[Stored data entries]
-=-=-=-=-

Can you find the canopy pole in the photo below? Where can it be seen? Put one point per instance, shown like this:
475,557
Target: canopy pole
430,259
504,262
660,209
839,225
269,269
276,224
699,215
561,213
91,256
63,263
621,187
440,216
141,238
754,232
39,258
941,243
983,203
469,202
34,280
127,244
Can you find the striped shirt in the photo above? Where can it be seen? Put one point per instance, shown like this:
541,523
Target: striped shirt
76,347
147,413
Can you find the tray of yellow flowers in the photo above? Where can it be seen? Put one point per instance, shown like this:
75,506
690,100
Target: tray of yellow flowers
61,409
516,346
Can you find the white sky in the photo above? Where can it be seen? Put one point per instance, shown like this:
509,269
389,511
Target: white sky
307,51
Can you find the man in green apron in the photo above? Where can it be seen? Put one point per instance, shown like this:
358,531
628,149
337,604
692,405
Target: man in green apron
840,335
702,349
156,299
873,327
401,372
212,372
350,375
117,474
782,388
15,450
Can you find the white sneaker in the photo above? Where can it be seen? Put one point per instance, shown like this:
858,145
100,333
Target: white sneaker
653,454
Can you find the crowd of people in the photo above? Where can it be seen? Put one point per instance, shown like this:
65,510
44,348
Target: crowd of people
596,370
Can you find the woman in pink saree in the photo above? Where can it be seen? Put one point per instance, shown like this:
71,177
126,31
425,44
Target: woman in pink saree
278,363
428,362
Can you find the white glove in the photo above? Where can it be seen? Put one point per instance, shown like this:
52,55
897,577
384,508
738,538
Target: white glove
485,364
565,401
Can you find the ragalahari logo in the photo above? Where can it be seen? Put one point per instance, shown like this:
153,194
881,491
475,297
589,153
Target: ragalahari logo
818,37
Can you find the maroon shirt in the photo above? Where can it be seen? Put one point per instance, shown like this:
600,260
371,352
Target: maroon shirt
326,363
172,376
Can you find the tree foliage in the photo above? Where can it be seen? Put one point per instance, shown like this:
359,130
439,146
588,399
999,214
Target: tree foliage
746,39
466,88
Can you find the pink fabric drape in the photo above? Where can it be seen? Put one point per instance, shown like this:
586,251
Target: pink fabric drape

-=-=-=-=-

## TASK DIRECTIONS
All lines in the data above from the one with "Can you find the white sky" through the one with "Can you find the ragalahari" must be repeated exactly, and no others.

## FINAL ANSWER
Can you find the white sky in the photo above? Where can it be seen? Put one point per instance, shown like this:
509,269
389,511
Target: white sky
307,51
Can you find the man in green apron in the photo above? Where can it be seen? Put one point per instance, shown like this:
358,531
628,149
337,604
692,405
Target: man in green apron
840,335
702,349
156,299
873,327
401,372
212,372
350,375
117,474
782,388
15,450
Can you find the white sneaker in the photo above? Where can it be seen? Put one point per instance, shown like this:
858,145
100,333
Target: white sneaker
653,454
Can you find the crowd of people in the photo above? Where can it be seen? Put one point per instance, shown like this:
65,510
44,348
Target: crowd of people
596,370
Can you find the woman in pink saree in the photo above? Where can it be seen? Put one point per instance, shown like this:
71,177
126,31
425,44
Target: woman in pink saree
278,363
428,362
Can you find the white glove in the photo above? Where can it be seen? Put one point per instance, shown like this:
52,55
897,577
384,508
738,538
Target: white glove
485,364
565,401
Can you find the ragalahari logo in the photo above? Where can it be seen? Put one point per instance, shown like this:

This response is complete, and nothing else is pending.